Qu’on soit jeune diplômé ou professionnel à la recherche d’un nouvel élan, le métier de CGP séduit toujours. Pour répondre aux exigences de ces jeunes CGP et aussi aux évolutions de la gestion d’actifs, les différentes formations s’adaptent.
Chaque année, le master Gestion de Patrimoine de Dauphine-PSL reçoit quelque 1 000 candidatures pour environ 100 places, dont 1/4 en formation continue. Chez Inovéa, réseau indépendant regroupant 3 000 CGP, 26 % des adhérents ont entre 25 et 34 ans, 35 % entre 35 et 44 ans. Les professionnels participant à l’Incubateur by Nortia ont en moyenne 40 ans. « Le métier de CGP est souvent perçu comme vieillissant. Mais la réalité est tout autre », se félicite Emmanuel Hardy, président d’Inovéa.
......
# Objectif:
Poursuivez le texte sur le métier de CGP à la suite de sa dernière phrase.
......
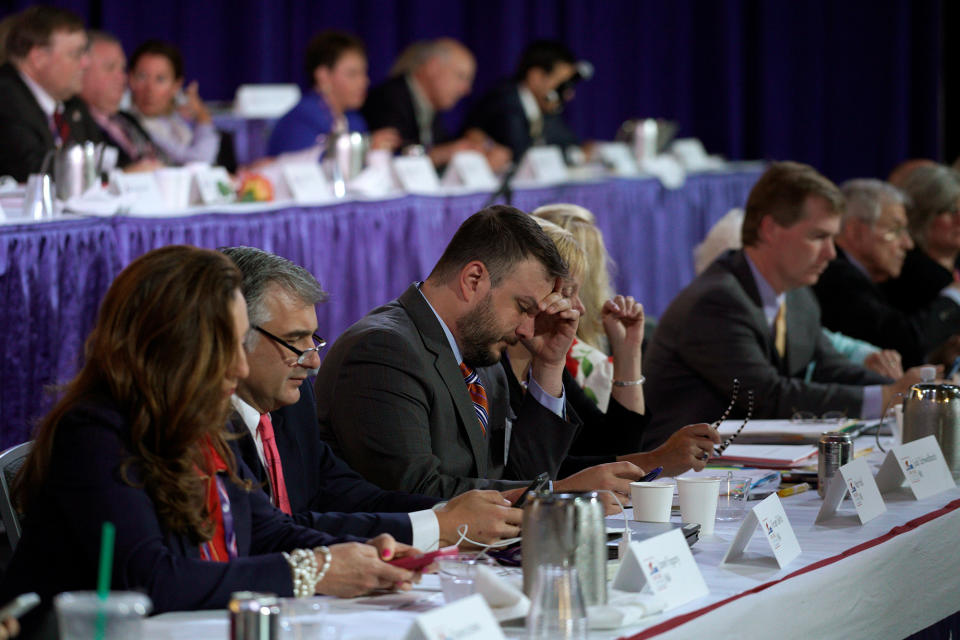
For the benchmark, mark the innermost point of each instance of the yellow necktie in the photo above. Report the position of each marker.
(780, 329)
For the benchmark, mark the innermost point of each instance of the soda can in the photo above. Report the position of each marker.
(834, 450)
(254, 616)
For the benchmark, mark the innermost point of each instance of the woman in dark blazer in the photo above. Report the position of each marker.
(139, 439)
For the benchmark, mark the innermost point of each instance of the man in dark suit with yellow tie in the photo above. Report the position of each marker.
(752, 316)
(47, 52)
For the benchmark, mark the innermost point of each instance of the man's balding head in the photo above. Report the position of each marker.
(444, 70)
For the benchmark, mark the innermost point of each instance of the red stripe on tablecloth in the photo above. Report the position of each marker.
(672, 623)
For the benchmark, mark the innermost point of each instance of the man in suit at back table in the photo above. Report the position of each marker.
(47, 53)
(752, 316)
(412, 395)
(526, 109)
(871, 249)
(104, 82)
(429, 78)
(276, 413)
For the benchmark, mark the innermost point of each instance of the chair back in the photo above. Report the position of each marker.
(10, 462)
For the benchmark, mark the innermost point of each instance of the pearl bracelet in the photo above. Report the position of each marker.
(305, 569)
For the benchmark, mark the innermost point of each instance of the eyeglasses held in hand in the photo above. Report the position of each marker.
(302, 354)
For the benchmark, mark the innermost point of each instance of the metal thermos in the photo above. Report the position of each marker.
(834, 450)
(566, 529)
(931, 409)
(76, 168)
(344, 157)
(254, 616)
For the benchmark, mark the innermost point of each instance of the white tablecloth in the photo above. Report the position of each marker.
(906, 582)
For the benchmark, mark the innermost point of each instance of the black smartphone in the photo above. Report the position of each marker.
(539, 482)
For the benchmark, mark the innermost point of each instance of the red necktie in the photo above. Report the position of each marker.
(478, 394)
(63, 127)
(274, 466)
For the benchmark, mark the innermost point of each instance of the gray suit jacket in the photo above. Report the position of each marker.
(392, 402)
(715, 331)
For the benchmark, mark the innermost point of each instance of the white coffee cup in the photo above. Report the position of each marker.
(174, 183)
(651, 501)
(698, 501)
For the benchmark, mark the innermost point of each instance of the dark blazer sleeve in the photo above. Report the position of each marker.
(85, 488)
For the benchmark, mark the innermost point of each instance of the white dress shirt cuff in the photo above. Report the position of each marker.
(872, 402)
(426, 530)
(553, 404)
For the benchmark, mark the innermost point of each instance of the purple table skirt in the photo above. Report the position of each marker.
(53, 275)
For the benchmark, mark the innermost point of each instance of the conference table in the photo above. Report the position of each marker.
(897, 575)
(53, 274)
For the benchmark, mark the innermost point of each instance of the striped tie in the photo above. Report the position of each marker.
(477, 393)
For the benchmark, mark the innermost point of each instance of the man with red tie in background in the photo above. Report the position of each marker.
(47, 52)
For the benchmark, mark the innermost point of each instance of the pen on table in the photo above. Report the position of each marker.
(794, 490)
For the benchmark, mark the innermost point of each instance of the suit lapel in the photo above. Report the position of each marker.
(448, 369)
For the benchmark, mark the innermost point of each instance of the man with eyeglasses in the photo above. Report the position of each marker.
(276, 413)
(871, 248)
(47, 49)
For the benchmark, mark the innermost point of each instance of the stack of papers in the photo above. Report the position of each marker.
(768, 456)
(786, 431)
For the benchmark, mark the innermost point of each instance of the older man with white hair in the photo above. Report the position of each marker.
(430, 77)
(871, 247)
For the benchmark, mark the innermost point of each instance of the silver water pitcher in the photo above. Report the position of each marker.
(344, 157)
(566, 529)
(931, 409)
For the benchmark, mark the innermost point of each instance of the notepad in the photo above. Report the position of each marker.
(762, 455)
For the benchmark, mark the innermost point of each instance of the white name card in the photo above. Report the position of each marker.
(921, 464)
(856, 479)
(543, 164)
(416, 174)
(212, 185)
(663, 566)
(617, 156)
(466, 619)
(306, 183)
(772, 519)
(470, 169)
(142, 190)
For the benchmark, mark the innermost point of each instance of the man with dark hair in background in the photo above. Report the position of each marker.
(751, 316)
(46, 50)
(411, 395)
(525, 110)
(104, 82)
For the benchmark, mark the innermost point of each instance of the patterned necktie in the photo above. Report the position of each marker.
(780, 329)
(274, 467)
(478, 394)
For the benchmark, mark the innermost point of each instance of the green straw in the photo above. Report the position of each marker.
(107, 535)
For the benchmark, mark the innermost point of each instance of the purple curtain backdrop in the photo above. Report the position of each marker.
(851, 87)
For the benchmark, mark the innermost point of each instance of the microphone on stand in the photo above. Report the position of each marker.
(505, 189)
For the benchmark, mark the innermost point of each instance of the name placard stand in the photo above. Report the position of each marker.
(921, 464)
(855, 479)
(664, 567)
(778, 532)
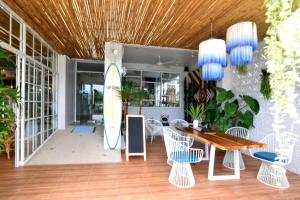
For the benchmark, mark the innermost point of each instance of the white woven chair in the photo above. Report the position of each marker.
(274, 158)
(178, 137)
(181, 155)
(179, 123)
(154, 128)
(228, 160)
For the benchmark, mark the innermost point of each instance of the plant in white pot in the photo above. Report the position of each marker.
(195, 112)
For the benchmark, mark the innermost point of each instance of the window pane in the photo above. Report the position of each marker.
(133, 73)
(15, 28)
(29, 43)
(37, 49)
(15, 42)
(136, 81)
(4, 26)
(4, 36)
(4, 22)
(170, 76)
(170, 93)
(153, 90)
(44, 53)
(50, 59)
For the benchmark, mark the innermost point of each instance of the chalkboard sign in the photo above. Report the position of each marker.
(135, 136)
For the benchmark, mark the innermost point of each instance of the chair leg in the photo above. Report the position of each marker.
(7, 149)
(228, 160)
(273, 175)
(182, 175)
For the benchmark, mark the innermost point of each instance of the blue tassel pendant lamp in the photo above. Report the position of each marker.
(212, 59)
(241, 39)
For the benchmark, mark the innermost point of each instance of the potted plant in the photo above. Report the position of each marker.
(195, 112)
(265, 86)
(227, 111)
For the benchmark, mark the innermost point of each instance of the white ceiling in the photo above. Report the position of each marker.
(149, 55)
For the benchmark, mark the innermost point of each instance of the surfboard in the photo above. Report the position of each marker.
(112, 107)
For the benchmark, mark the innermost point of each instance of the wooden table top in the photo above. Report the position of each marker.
(222, 141)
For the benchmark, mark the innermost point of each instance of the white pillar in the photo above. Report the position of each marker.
(113, 55)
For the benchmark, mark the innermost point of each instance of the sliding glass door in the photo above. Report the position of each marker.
(89, 97)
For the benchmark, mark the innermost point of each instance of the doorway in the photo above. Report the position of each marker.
(89, 97)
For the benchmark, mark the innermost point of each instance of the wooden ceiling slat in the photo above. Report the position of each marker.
(80, 29)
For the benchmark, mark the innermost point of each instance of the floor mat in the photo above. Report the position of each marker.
(84, 129)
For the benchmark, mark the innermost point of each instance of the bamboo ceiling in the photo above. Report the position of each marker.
(79, 28)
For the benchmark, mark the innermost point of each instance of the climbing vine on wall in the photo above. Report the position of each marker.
(282, 59)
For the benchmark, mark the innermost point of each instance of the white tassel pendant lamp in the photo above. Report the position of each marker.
(241, 39)
(212, 59)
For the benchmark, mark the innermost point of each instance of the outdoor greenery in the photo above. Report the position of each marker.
(8, 97)
(227, 111)
(265, 87)
(283, 55)
(195, 111)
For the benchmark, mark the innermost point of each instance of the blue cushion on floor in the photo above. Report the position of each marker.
(269, 156)
(184, 157)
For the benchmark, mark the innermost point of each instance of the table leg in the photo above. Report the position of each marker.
(223, 177)
(206, 152)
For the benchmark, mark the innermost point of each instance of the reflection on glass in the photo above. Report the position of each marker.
(89, 97)
(170, 93)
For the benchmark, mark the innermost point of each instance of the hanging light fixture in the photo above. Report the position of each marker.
(241, 39)
(212, 58)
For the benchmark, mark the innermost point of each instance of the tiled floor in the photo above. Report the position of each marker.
(70, 148)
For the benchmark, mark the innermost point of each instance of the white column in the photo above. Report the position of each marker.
(113, 55)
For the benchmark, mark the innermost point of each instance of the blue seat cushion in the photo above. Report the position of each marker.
(184, 157)
(268, 156)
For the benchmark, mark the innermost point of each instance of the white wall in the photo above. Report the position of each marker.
(250, 84)
(155, 112)
(70, 91)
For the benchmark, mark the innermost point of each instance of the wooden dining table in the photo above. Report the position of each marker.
(224, 142)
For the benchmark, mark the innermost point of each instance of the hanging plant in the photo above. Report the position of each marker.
(265, 87)
(282, 59)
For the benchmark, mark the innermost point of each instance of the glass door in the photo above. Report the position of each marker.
(89, 97)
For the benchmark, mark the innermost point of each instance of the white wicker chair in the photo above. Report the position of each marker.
(274, 158)
(181, 155)
(154, 128)
(228, 160)
(179, 123)
(178, 137)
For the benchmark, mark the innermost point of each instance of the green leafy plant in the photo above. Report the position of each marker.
(8, 97)
(195, 111)
(227, 111)
(265, 87)
(283, 58)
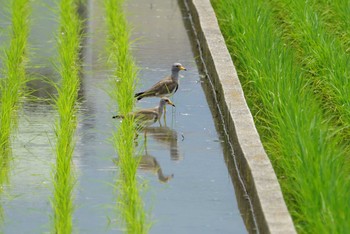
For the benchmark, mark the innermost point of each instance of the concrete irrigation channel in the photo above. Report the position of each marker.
(205, 170)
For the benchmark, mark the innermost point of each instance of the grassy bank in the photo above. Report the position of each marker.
(129, 203)
(12, 84)
(298, 132)
(66, 103)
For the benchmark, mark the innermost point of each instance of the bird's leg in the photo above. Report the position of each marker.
(164, 115)
(145, 136)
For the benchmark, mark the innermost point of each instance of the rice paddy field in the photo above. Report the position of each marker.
(293, 61)
(68, 66)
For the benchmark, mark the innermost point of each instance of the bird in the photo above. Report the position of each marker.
(165, 87)
(147, 117)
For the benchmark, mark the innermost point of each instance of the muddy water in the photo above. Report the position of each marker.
(189, 189)
(200, 197)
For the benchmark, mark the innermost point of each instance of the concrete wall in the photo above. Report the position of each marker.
(270, 211)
......
# Résultat:
Croissance des effectifs
Accompagner et conseiller la clientèle privée en gestion de patrimoine séduit toujours. L’AMF recensait 16 807 CIF fin 2023, un nombre en hausse de 4 % après les 8 % de 2022. Les perspectives du métier restent attractives, aussi bien pour répondre aux besoins des baby-boomers que des générations plus jeunes, notamment pour préparer leur retraite. Pour les jeunes diplômés, une formation BAC+ 5 est souvent le parcours classique. « Un master en gestion de patrimoine propose un enseignement pluridisciplinaire permettant, une fois installé, de délivrer un conseil de qualité qui ne soit pas uniquement orienté produit », fait valoir Chloé Toupé, CGP à la Financière de Rochilly et chargée de cours dans deux instituts de gestion à Toulouse. Après une dizaine d’années d’expérience, pour se lancer, des professionnels font le choix de la formation continue ou d’un programme dédié proposés par des plateformes ou des réseaux de CGP. « Nous constations que beaucoup voulaient s’installer, mais que peu osaient, pointe Philippe Parguey, Directeur général de Nortia. Nous avons donc lancé en septembre 2022 l’Incubateur by Nortia, un programme d’accompagnement dédié aux jeunes cabinets de CGP. » C’est un programme sur deux jours avec quatre à cinq sessions par an. « Chaque année, une soixantaine de CGP sont accompagnés, via LinkedIn et le bouche-à-oreille comme principaux canaux de recrutement. A l’issue du programme, les 2/3 se lancent, avec une 1re affaire réalisée, en moyenne, dans les 9 mois », poursuit-il.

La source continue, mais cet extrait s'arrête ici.